**Opdracht:** Citeer letterlijk de regels tussen de regel met "In this exercise you will identify every instance of the tour" en de regel met "the bridge pier", beide regels inbegrepen.

[Opgeslagen gegevensitems]
•••

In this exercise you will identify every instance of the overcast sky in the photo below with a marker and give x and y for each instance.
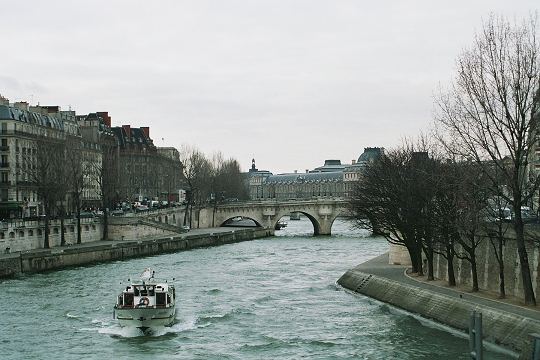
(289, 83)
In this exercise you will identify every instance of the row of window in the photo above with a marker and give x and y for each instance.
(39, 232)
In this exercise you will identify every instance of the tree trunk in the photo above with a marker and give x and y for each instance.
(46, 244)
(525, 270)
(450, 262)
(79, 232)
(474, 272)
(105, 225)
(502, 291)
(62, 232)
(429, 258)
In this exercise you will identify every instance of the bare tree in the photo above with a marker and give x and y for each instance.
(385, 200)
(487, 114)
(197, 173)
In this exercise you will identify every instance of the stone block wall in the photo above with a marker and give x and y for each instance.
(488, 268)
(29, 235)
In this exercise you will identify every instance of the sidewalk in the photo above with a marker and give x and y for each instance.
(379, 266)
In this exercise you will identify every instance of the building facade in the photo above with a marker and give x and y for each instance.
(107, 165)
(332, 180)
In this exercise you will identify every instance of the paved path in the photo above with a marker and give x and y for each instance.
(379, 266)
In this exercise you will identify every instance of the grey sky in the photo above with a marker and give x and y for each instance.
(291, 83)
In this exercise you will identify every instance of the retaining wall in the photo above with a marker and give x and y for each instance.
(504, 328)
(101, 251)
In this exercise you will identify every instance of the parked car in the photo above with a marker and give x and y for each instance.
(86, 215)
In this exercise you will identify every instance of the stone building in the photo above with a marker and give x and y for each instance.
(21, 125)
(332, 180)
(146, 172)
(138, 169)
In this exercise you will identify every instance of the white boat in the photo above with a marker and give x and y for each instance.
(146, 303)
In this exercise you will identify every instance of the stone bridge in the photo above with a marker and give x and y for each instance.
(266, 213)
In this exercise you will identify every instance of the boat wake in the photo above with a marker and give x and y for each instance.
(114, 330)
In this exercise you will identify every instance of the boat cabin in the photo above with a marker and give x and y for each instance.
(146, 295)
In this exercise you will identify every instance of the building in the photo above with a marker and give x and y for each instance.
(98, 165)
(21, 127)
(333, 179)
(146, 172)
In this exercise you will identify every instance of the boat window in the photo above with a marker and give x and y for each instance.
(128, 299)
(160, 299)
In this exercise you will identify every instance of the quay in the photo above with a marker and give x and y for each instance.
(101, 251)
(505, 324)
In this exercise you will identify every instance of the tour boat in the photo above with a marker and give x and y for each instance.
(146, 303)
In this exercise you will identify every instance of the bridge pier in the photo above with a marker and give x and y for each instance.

•••

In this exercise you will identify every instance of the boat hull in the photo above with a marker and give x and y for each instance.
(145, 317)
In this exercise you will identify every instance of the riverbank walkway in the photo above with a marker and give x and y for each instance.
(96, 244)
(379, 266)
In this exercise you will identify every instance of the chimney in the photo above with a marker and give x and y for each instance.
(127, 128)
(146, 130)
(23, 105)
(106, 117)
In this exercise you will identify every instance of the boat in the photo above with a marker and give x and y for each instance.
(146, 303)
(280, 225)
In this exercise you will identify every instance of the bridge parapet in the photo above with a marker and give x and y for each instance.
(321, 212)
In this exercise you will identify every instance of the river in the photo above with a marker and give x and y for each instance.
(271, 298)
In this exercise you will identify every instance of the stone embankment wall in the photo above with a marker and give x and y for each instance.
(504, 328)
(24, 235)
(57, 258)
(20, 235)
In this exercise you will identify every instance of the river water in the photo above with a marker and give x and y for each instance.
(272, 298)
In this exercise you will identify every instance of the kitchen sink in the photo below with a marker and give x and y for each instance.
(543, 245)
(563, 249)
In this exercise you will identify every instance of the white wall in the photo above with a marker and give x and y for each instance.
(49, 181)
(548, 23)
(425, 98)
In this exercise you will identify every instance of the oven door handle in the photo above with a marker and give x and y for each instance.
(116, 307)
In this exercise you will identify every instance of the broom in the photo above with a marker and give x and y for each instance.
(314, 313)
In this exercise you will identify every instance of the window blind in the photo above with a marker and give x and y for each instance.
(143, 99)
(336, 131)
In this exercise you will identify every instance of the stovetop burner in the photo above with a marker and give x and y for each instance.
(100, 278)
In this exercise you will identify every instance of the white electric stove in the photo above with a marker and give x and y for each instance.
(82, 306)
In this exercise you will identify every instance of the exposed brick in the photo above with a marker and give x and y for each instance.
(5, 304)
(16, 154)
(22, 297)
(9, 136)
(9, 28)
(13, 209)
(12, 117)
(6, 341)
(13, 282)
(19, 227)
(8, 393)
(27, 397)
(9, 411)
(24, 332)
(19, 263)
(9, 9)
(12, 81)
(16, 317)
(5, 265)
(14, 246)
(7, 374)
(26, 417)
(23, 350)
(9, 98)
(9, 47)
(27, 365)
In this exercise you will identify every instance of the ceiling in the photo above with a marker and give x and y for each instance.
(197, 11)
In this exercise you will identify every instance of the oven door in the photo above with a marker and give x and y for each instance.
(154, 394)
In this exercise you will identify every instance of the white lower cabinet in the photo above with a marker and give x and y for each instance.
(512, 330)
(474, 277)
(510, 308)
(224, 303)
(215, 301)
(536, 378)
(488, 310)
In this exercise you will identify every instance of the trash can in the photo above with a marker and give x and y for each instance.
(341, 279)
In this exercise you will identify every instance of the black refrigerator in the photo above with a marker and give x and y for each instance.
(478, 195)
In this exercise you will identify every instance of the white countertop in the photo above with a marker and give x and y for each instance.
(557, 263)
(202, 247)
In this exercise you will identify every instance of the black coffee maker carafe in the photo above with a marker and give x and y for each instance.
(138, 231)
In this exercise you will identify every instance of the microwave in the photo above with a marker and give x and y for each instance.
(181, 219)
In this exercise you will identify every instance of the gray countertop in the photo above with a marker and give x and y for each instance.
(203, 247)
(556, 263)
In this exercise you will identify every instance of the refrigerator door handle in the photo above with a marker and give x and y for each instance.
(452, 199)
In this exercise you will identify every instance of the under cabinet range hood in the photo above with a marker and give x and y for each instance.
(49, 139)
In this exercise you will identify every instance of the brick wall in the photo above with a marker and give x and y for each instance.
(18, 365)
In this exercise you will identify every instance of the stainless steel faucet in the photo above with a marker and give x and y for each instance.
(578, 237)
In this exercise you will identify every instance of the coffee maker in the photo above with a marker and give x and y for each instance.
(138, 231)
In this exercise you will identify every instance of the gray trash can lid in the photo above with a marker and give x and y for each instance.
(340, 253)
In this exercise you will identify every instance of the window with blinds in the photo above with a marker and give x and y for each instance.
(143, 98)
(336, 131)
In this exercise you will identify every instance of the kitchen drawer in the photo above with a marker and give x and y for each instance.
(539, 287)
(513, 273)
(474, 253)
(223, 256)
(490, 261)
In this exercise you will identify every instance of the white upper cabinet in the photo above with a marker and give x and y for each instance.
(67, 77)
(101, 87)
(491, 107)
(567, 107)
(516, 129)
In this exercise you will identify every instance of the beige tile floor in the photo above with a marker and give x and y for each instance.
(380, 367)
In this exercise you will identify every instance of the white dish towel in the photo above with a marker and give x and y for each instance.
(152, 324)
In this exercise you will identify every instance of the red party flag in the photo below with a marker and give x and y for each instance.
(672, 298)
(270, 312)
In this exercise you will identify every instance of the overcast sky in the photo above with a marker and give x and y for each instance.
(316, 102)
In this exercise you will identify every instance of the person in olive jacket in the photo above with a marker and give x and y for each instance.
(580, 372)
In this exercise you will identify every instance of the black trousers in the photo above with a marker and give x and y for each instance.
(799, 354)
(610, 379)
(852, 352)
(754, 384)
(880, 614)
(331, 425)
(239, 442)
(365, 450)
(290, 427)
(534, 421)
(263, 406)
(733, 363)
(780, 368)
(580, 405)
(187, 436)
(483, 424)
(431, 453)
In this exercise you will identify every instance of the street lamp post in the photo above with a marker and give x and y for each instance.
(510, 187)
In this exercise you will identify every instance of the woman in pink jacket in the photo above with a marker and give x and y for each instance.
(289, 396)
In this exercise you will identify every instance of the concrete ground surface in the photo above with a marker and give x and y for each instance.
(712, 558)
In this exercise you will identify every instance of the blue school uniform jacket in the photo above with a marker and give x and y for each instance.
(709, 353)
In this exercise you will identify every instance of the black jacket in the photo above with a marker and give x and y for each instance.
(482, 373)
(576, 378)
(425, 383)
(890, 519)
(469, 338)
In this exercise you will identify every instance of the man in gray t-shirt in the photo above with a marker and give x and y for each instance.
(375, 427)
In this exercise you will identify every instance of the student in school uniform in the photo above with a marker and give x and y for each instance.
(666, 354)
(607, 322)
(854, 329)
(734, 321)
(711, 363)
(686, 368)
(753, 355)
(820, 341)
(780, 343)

•••

**Uitwerking:**
In this exercise you will identify every instance of the tour boat in the photo above with a marker and give x and y for each instance.
(146, 303)
In this exercise you will identify every instance of the bridge pier in the photo above with a marker and give x and y for each instance.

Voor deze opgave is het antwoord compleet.